Exercise objective: Take the line that contains "I would be grateful if you could mark the girl's" and every line after it in the material below, and quote them exactly.

Dataset records:
————

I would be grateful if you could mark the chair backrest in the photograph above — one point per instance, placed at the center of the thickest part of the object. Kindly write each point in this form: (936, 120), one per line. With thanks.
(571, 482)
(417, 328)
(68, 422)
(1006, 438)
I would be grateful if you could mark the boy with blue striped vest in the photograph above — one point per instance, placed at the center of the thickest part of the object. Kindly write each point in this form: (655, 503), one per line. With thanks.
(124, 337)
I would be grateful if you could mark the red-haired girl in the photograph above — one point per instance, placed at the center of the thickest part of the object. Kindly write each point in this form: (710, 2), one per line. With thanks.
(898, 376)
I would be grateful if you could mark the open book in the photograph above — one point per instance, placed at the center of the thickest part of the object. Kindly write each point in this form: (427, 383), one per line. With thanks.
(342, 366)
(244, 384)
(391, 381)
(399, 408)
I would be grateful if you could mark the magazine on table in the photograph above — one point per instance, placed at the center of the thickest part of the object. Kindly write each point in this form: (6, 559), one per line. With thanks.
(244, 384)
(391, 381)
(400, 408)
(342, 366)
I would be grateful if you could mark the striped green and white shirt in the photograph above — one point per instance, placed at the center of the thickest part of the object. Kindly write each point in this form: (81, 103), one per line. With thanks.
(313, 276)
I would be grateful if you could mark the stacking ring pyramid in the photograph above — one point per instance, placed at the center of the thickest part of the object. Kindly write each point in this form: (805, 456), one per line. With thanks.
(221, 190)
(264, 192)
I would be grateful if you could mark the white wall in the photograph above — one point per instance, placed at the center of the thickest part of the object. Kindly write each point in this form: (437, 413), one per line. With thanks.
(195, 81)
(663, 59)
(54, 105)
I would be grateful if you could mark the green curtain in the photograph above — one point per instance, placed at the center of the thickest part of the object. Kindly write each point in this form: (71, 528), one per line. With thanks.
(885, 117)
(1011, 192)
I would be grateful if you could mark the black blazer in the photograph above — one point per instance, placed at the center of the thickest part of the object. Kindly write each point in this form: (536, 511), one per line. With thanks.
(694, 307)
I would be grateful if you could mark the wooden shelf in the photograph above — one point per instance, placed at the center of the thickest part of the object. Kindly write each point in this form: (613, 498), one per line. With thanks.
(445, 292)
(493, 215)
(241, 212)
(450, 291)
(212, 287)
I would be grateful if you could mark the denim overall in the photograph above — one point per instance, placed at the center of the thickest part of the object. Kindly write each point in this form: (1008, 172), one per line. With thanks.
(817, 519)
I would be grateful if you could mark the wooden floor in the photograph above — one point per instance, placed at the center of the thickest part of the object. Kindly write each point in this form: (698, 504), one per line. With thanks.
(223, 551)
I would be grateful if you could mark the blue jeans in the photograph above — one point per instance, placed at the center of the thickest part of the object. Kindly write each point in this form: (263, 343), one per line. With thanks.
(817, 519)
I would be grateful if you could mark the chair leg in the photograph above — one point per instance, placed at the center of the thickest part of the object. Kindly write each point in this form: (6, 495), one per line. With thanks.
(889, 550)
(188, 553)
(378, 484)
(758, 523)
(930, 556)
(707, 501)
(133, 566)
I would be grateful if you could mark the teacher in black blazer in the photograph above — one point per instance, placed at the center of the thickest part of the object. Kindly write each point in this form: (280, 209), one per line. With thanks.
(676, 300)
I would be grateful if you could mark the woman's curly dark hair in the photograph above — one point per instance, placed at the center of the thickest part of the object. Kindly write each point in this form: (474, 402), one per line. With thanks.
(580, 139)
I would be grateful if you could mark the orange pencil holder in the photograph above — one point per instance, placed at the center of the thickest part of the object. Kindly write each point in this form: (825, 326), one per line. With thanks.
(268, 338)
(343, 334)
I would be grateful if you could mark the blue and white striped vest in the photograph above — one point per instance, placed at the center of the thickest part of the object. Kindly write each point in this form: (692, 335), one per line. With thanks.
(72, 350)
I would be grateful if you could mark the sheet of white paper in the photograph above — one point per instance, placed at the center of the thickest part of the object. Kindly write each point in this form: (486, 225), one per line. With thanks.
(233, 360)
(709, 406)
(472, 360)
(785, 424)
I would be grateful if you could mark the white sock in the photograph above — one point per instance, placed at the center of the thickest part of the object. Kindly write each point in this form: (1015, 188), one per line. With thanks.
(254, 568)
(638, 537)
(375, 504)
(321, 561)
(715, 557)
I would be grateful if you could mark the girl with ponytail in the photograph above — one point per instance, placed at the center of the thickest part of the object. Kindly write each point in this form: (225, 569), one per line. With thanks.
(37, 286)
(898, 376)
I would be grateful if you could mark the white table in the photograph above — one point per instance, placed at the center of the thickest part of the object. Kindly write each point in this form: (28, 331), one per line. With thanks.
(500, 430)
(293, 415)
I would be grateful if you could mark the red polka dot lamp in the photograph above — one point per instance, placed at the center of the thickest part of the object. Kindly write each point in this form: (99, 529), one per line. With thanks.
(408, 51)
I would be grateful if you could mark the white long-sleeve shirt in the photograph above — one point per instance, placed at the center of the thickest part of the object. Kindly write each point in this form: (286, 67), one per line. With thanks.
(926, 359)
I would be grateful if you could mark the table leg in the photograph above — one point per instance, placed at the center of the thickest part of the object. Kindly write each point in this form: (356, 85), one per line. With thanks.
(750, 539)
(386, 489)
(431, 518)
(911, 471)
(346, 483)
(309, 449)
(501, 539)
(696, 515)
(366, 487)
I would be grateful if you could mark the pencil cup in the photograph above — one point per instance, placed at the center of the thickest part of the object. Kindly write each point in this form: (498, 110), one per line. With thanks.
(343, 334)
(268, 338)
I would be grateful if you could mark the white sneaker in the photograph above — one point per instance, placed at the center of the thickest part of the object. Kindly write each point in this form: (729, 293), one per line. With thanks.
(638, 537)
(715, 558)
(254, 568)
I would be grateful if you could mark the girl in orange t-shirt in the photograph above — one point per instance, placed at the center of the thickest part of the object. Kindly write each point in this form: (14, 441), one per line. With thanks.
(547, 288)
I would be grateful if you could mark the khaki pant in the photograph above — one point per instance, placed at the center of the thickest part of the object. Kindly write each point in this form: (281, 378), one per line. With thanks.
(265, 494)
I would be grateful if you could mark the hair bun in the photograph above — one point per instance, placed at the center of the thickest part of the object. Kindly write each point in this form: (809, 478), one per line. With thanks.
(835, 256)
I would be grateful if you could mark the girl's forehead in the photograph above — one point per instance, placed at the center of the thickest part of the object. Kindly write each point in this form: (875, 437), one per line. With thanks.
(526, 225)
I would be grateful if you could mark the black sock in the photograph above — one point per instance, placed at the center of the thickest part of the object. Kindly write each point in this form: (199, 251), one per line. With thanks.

————

Task output:
I would be grateful if you could mark the girl's forehead in the photograph above — one point per instance, placed at the center of the thickest part of the object. Kindly write each point in this form: (875, 437), one per line. With thanks.
(526, 225)
I would be grateful if you could mark the black sock in the photograph above — one point per instance, placed at the center of the thickest part of the object. Kindly write each point in this form: (199, 251), one per line. With thanks.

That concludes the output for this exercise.